[Pointing records]
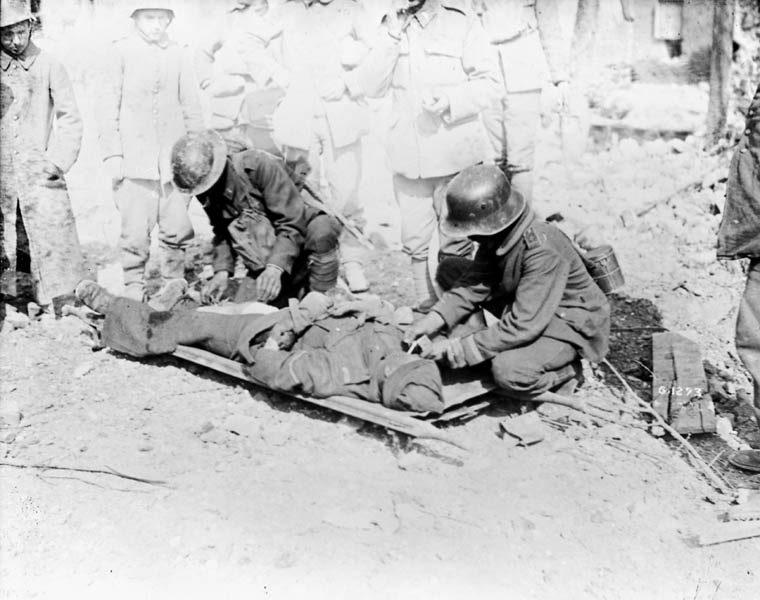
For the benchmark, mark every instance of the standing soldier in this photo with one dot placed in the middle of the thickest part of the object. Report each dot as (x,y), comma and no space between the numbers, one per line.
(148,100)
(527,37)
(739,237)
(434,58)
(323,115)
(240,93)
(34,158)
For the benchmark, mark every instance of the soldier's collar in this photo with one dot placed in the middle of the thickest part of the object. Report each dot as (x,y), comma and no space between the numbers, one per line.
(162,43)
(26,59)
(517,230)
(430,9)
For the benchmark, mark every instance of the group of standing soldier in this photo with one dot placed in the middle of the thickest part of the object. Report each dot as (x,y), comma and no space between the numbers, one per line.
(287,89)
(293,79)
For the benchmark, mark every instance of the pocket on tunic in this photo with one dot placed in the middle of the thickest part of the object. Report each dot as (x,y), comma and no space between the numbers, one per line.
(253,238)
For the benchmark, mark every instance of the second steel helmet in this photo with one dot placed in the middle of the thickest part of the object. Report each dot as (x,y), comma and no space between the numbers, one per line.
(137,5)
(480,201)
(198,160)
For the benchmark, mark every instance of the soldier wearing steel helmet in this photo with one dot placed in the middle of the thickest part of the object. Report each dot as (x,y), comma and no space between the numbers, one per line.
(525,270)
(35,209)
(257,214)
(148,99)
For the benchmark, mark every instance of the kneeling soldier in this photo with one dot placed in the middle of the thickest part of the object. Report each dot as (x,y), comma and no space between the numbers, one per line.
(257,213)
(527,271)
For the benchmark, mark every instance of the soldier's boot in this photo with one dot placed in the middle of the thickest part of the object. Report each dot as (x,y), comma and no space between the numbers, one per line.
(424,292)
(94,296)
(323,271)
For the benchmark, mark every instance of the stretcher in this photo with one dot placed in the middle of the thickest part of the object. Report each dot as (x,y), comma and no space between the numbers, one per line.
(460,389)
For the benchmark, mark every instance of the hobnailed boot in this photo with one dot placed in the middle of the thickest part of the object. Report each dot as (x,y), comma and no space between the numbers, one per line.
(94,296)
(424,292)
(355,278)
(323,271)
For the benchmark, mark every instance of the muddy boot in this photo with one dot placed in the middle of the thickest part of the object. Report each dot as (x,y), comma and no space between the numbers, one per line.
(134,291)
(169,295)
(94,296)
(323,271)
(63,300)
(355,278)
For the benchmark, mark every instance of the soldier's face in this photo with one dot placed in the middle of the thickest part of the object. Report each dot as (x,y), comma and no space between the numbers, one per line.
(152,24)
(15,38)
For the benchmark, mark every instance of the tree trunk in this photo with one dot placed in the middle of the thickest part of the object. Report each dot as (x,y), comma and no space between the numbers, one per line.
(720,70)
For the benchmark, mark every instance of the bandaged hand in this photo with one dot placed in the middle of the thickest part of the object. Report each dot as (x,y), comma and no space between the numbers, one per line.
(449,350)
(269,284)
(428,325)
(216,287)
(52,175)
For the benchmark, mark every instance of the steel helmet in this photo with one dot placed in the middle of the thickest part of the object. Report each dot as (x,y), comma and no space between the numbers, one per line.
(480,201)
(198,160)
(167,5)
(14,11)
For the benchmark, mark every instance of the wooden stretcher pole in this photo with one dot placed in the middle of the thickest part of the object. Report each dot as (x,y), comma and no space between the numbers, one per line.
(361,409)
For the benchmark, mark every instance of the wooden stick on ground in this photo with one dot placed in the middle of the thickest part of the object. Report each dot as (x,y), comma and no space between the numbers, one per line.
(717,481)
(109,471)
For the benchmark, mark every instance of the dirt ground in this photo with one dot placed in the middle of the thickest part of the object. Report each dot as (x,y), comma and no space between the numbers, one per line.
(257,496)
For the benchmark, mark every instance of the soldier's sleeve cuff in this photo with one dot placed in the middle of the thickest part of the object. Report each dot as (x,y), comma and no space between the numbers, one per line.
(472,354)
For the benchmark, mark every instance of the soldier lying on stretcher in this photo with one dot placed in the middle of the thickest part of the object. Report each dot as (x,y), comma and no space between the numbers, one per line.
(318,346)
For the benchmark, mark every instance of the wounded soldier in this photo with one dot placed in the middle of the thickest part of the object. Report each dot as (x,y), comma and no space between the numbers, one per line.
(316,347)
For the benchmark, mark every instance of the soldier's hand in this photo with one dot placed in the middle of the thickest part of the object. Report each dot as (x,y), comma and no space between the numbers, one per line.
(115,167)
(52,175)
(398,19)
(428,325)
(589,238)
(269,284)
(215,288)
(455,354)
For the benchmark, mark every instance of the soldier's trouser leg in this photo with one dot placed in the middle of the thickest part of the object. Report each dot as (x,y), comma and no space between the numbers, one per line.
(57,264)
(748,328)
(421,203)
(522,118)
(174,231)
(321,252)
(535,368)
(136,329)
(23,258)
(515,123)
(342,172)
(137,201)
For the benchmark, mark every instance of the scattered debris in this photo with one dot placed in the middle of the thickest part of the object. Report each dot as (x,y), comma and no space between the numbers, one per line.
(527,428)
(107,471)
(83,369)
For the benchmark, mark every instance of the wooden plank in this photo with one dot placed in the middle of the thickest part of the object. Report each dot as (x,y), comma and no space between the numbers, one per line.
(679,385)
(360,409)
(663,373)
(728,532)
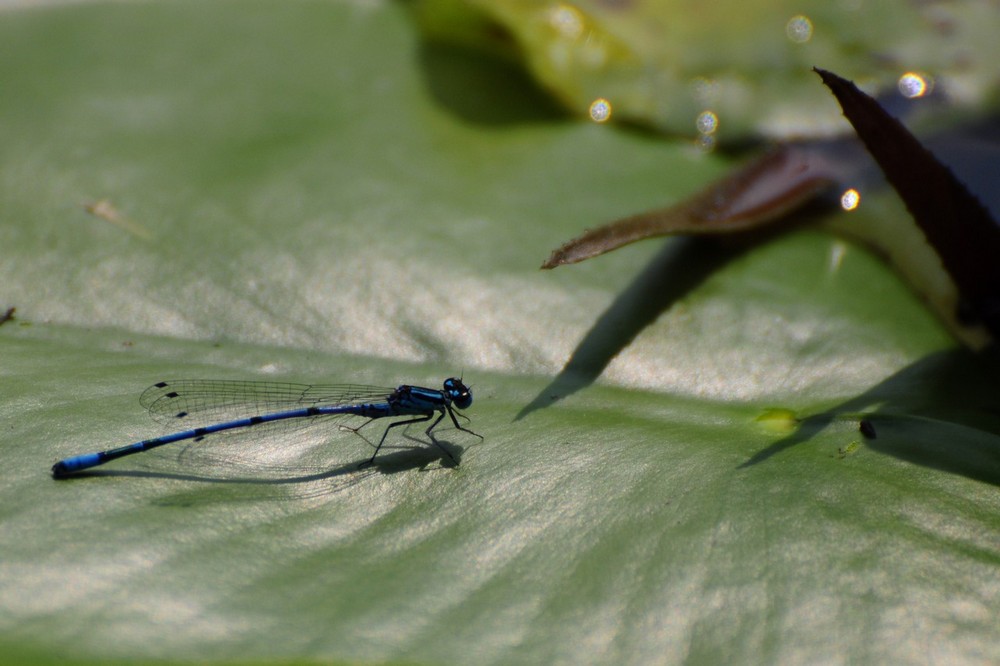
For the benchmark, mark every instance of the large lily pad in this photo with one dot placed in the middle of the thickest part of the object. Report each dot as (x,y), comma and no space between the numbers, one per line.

- [EXERCISE PROMPT] Restate each entry word for word, please, but drop any images it holds.

- [FULL SOLUTION]
For the benchmark, mark every instance of the standing soldier in this photo with one dot placed in the middle of the thickest part of the object. Report each dot as (x,y), comma and no space between the numbers, one per line.
(148,100)
(527,37)
(739,237)
(434,58)
(323,115)
(240,93)
(34,158)
For the benchmark, mark every instance of the soldier's collar in this photo with one dot placed in the middle of the thickest part of the object. Report each dot as (x,y), comma and no space between the numbers, one per line.
(162,43)
(26,59)
(517,230)
(430,9)
For the benchmark, mark every instance of the group of standing soldier in this photo with one dot placed in the middle of the thickest part of the object. Report each dot as (x,y), comma and no space between the numbers, one per line.
(287,89)
(293,79)
For the benchmark, mark every instance of the pocket on tunic in this photo with one dot placed in the middle of the thickest part of the object. Report each dot as (x,y), comma and no space between the numbers, one per line.
(253,238)
For the benchmark, mark every instance of the second steel helmet in this photo with one dot placed in the middle of the thickest part of the object. Report each dot as (x,y), comma and no space between the numbers, one per line.
(137,5)
(480,201)
(198,160)
For the benchmark, mark every instance of the soldier wearing steel helmet in this photo with one dot placed in the middle of the thickest part of the object. Report each dot as (x,y), comma and no space between the numbers, one per line.
(525,270)
(35,209)
(257,214)
(148,99)
For the benchmark, mark every instance of the kneeling soldier in this photo with one dot placed in the middle of the thickest part of the object. Report each dot as (x,y), comma and no space between the numbers, one per line.
(257,213)
(527,271)
For the benchmark, mark every instance of the soldier's boot in this photo with one dot placed in the middle of the thickest part of the object. Report each dot as (x,y), comma and no space between the numbers, one per line.
(424,292)
(94,296)
(323,271)
For the benchmark, mark every instance of the stretcher in this photo with one dot placed in the middle of the thickest part of the object. Report each dot as (x,y), comma and no space between the numbers, one per line.
(460,389)
For the benchmark, mark every instance of the hobnailed boot in this photo with one dot placed in the middle of the thickest part of the object. Report each dot as (x,y), comma and no space between the numbers, one per line.
(94,296)
(424,292)
(355,278)
(323,271)
For the benchmark, mark every instance of the muddy boot in this photo with one dot placed in the middle of the thickest part of the object. Report each dot as (x,y), comma and no space between the numbers, one per line.
(134,291)
(169,295)
(94,296)
(323,271)
(63,300)
(355,278)
For the benchmark, mark every instance of the soldier's face in this photo with one dot placed in the middle of the thickest part of the object. Report each dot as (x,y), comma and no space between the numbers, one per line.
(152,24)
(15,38)
For the benchmark, mark every instance of the tree trunk in this photo with one dot placed in the middle of the thickest part of the object. Report each dot as (x,y), comma and no space between the numbers, one per line.
(720,70)
For the benchmark, mark every instance of the bandaged hand in this photo with one dot placed in the middle of the thickest part of the object. Report each dot as (x,y), comma and no space between the numbers, one per line.
(449,350)
(269,284)
(428,325)
(216,287)
(52,175)
For the benchmark, mark every instance of the steel helmet in this photo with one dot placed in the middle of the thickest part of the object. Report each dot as (x,y), comma and no space between the numbers, one per line.
(480,201)
(198,160)
(167,5)
(14,11)
For the benchmark, mark every instance of the wooden stretcher pole in this photo with one dot placed in the middle of the thickest part of the object. Report each dot as (x,y), comma and no space between the numbers, one per line.
(361,409)
For the benchmark, mark every instance of the wooden stick on ground in this photo with one dot placed in the middle of the thickest part of the object. Report each dot as (x,y), comma and no space between the numbers, one per line.
(717,481)
(109,471)
For the benchmark, mark every instance of the dirt ground in this photo with one dot placed in the middle of the thickest part of the object. Report each dot as (x,y), comma and no space between the numbers, one per line.
(257,496)
For the benchmark, mark every instance of the soldier's sleeve cuff in this photo with one dot placed in the middle of the thickest part of the object. Report each dot as (x,y), comma and no space between the numbers, one per line.
(472,354)
For the benchmark, mark every instance of the soldier lying on stretcher in this photo with one dot placed in the middle of the thickest part of the object. Report each dot as (x,y), comma and no space between the numbers, one per line.
(318,346)
For the benchmark, mark every instance of the wounded soldier in this photo with one dot placed in the middle of the thickest part of the object. Report each dot as (x,y), comma and no space between the numbers, one per line.
(316,347)
For the benchmark, mark every instance of the soldier's hand in this photo with one dot placed in the middle of the thickest part of the object. Report each dot as (x,y), comma and no space between the numbers, one per line.
(115,167)
(52,175)
(398,19)
(428,325)
(589,238)
(269,284)
(215,288)
(455,354)
For the benchmark, mark every instance of the soldier's trouser leg in this photo with one dot placed in the middle of the thickest part of the object. Report each dot as (x,y), comma and no space between the numbers, one per line.
(57,264)
(748,328)
(421,203)
(522,118)
(174,231)
(321,252)
(535,368)
(136,329)
(23,258)
(515,123)
(342,172)
(137,201)
For the benchmark, mark every instance of the scattered debris in this photo with one dot placed in the middle of the thickest part of the object. Report each dot as (x,y), comma and no space between the numbers, one per line.
(527,428)
(107,471)
(83,369)
For the benchmark, mark every instance of the wooden plank in this photo with one dot placed in the middle of the thickest part of the object. Report each dot as (x,y), comma and no space between the numbers, one per line.
(679,385)
(360,409)
(663,373)
(728,532)
For the benchmark, mark every instance of the large lily pad in this photo with one dot placed in the middle of the thickest part of the object. Report each dot as (x,y), comma and no space between the numbers, one per line.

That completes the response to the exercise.